(Data records)
[Start of Attachment]
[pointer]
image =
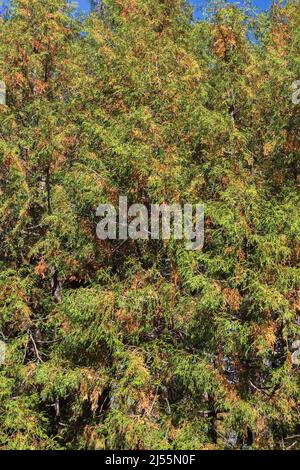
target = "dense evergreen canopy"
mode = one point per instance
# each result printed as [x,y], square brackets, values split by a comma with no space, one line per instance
[144,345]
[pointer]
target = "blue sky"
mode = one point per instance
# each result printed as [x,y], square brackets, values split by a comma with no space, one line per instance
[263,4]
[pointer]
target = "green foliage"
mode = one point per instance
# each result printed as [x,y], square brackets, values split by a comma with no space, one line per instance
[144,345]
[End of Attachment]
With the pictures omitted, the entries are to be transcribed in full, exactly as they appear.

[pointer]
image =
target = "dense evergreen canopy"
mode = one point per instance
# each result printed as [x,y], square brackets, values split by a comma with no space, one line per instance
[144,345]
[pointer]
target = "blue sky"
mode = one point per instance
# each result printed as [x,y], square brackets, values split by a comma with no space, one line per instance
[263,4]
[pointer]
target = "green foliage"
mode = one point per instance
# each result printed as [x,y], square brackets, values split by a comma with no space, one line per instance
[144,345]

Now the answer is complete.